Page extract ->

An illuminating read for anyone interested in the inner workings of the Catholic Church; for prelate-fiction superfans, it...

Harris, creator of grand, symphonic thrillers from Fatherland (1992) to An Officer and a Spy (2014), scores with a chamber piece of a novel set in the Vatican in the days after a fictional pope dies.

Fictional, yes, but the nameless pontiff has a lot in common with our own Francis: he’s famously humble, shunning the lavish Apostolic Palace for a small apartment, and he is committed to leading a church that engages with the world and its problems. In the aftermath of his sudden death, rumors circulate about the pope’s intention to fire certain cardinals. At the center of the action is Cardinal Lomeli, Dean of the College of Cardinals, whose job it is to manage the conclave that will elect a new pope. He believes it is also his duty to uncover what the pope knew before he died because some of the cardinals in question are in the running to succeed him. “In the running” is an apt phrase because, as described by Harris, the papal conclave is the ultimate political backroom—albeit a room, the Sistine Chapel, covered with Michelangelo frescoes. Vying for the papal crown are an African cardinal whom many want to see as the first black pope, a press-savvy Canadian, an Italian arch-conservative (think Cardinal Scalia), and an Italian liberal who wants to continue the late pope’s campaign to modernize the church. The novel glories in the ancient rituals that constitute the election process while still grounding that process in the real world: the Sistine Chapel is fitted with jamming devices to thwart electronic eavesdropping, and the pressure to act quickly is increased because “rumours that the pope is dead are already trending on social media.”

Material provided ->
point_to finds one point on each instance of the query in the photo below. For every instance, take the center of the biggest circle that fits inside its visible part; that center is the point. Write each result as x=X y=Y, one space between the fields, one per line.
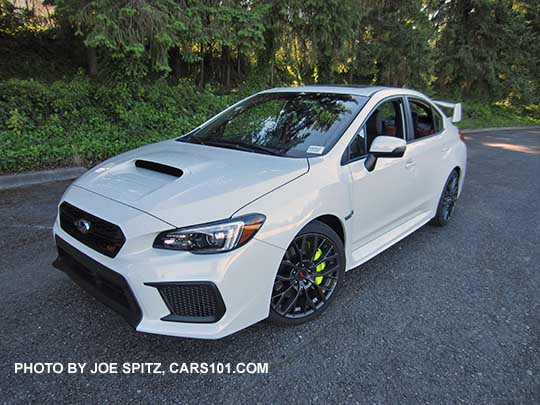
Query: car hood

Task ->
Answer these from the novel review:
1. Which two earlier Harris novels does the review name?
2. What title does Cardinal Lomeli hold?
3. What is the Sistine Chapel fitted with to thwart electronic eavesdropping?

Expected output ->
1. Fatherland (1992) and An Officer and a Spy (2014)
2. Dean of the College of Cardinals
3. Jamming devices